[Page text Boundary: Start]

Seeds of Persistence: The Ethnoecology of Crop Agrobiodiversity Maintenance in the American Mountain South

Project Overview

Project Type: Graduate Student
Funds awarded in 2008: $10,000.00
Projected End Date: 12/31/2009
Grant Recipient: University of Georgia
Region: Southern
State: Georgia
Major Professor:
Robert E. Rhoades
University of Georgia


  • Agronomic: corn, potatoes, sorghum (milo)
  • Fruits: apples, berries (other), cherries, grapes, melons, pears
  • Vegetables: beans, cucurbits, garlic, greens (leafy), onions, peas (culinary), peppers, sweet corn, sweet potatoes, tomatoes
  • Additional Plants: herbs, ornamentals


  • Education and Training: extension, participatory research
  • Natural Resources/Environment: biodiversity
  • Pest Management: biological control, cultural control, genetic resistance
  • Sustainable Communities: analysis of personal/family life, ethnic differences/cultural and demographic change, local and regional food systems, social capital, social networks, sustainability measures

    Proposal abstract:

    This research project is a comparative investigation of why folk crop varieties continue to persist despite overwhelming economic and social pressures that continually threaten their very existence. Much has been said about the increasing loss of agricultural biodiversity across the globe and the application of conservation strategies to this problem, but fewer agricultural studies have made in-depth inquiries into the reasons why those individuals, communities, or cultures who continue to nurture folk crop biodiversity do so. This study will investigate two main complementary motivations that contribute to the continued use and conservation of folk crop varieties: 1) utilitarian salience—which includes selection and maintenance for agronomic, economic, and environmental reasons; and 2) cultural salience—which includes selection and maintenance because of culturally defined preferences and influences such as heritage and memory, culinary traditions, spiritual beliefs and rituals, and values that are learned and shared. The primary research sites will be the southern Appalachian mountains of western North Carolina and the Ozark-Quachita Highlands of Arkansas.

    Project objectives from proposal:

    1. 1. Describe, document, and collect for conservation crop agrobiodiversity complexes in each of the two regions. 2. Determine the relative importance of utilitarian and cultural salience in the persistence of folk crop varieties in each of these American highland regions. 3. In each region determine how folk crop variety persistence and motivation for persistence is distributed according to age, gender, ethnicity, socio-economic status, and grower type.
    Any opinions, findings, conclusions, or recommendations expressed in this publication are those of the author(s) and do not necessarily reflect the view of the U.S. Department of Agriculture or SARE.

[Page text Boundary: End]

### [About this task]
Return the stretch of the project summary that opens with the words containing "Project Overview" and closes with "potatoes, sorghum (milo)", copied word for word.

[Listed entries Boundary: Start]

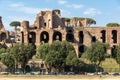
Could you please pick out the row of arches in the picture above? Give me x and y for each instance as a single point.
(45, 36)
(103, 36)
(3, 36)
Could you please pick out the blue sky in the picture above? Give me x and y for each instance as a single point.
(103, 11)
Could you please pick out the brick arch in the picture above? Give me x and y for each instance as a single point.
(70, 36)
(44, 37)
(3, 36)
(114, 36)
(57, 36)
(81, 50)
(103, 36)
(32, 37)
(81, 37)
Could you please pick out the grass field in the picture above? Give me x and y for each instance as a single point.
(109, 65)
(75, 77)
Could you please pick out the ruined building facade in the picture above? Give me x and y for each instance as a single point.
(50, 26)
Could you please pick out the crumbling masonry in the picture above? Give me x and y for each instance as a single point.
(50, 26)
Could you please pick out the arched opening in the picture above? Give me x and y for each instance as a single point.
(3, 36)
(103, 37)
(114, 36)
(22, 37)
(113, 53)
(57, 36)
(32, 37)
(81, 50)
(70, 36)
(93, 39)
(44, 37)
(81, 37)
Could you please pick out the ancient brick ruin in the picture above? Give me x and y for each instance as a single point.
(50, 26)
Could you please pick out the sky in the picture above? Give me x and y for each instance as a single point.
(102, 11)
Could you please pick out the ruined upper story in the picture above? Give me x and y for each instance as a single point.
(52, 19)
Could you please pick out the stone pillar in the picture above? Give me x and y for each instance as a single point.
(24, 29)
(51, 36)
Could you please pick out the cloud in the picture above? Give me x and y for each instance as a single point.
(25, 9)
(92, 12)
(62, 2)
(65, 13)
(76, 6)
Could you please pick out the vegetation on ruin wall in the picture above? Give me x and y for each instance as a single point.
(113, 25)
(16, 55)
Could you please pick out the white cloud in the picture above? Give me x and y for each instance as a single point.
(62, 2)
(65, 13)
(76, 6)
(25, 9)
(92, 12)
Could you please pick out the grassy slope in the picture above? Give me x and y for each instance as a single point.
(109, 65)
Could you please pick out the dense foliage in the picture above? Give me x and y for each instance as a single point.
(15, 23)
(112, 25)
(19, 54)
(96, 52)
(58, 55)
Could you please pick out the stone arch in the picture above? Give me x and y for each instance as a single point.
(81, 37)
(22, 33)
(3, 36)
(114, 36)
(57, 36)
(81, 50)
(70, 36)
(103, 37)
(94, 39)
(32, 37)
(113, 54)
(44, 37)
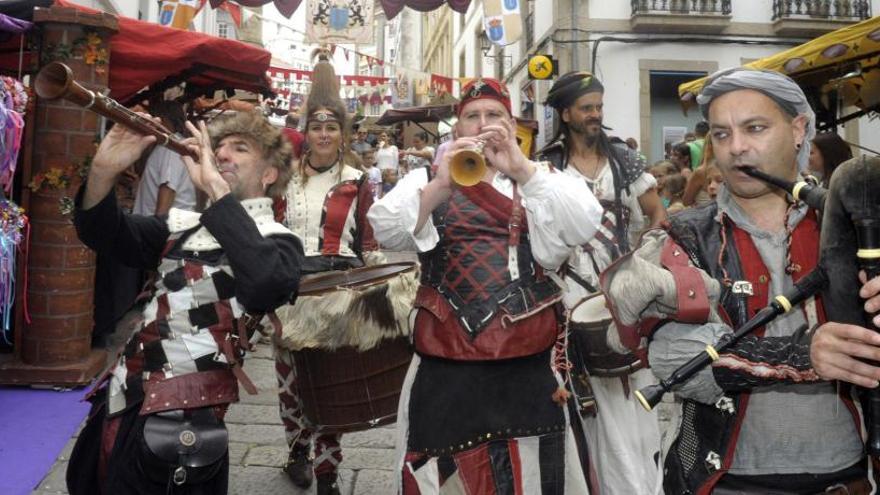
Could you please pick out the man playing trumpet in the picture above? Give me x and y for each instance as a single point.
(483, 409)
(156, 424)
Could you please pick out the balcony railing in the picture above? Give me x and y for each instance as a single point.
(822, 9)
(680, 16)
(693, 7)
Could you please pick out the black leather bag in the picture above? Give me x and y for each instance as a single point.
(185, 447)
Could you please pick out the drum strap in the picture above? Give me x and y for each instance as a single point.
(515, 228)
(580, 280)
(231, 354)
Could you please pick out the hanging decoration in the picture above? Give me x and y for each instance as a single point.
(89, 48)
(178, 13)
(339, 21)
(391, 7)
(66, 179)
(14, 230)
(502, 21)
(13, 104)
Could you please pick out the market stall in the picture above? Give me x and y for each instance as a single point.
(133, 61)
(837, 70)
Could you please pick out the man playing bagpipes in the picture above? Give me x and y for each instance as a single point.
(156, 424)
(483, 409)
(763, 418)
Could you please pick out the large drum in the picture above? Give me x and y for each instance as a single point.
(350, 390)
(588, 326)
(349, 333)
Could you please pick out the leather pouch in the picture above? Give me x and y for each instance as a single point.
(185, 447)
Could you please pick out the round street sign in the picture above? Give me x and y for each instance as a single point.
(540, 67)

[Listed entries Boundary: End]

### [Answer section]
Project Overview

Project Type: Graduate Student
Funds awarded in 2008: $10,000.00
Projected End Date: 12/31/2009
Grant Recipient: University of Georgia
Region: Southern
State: Georgia
Major Professor:
Robert E. Rhoades
University of Georgia


  • Agronomic: corn, potatoes, sorghum (milo)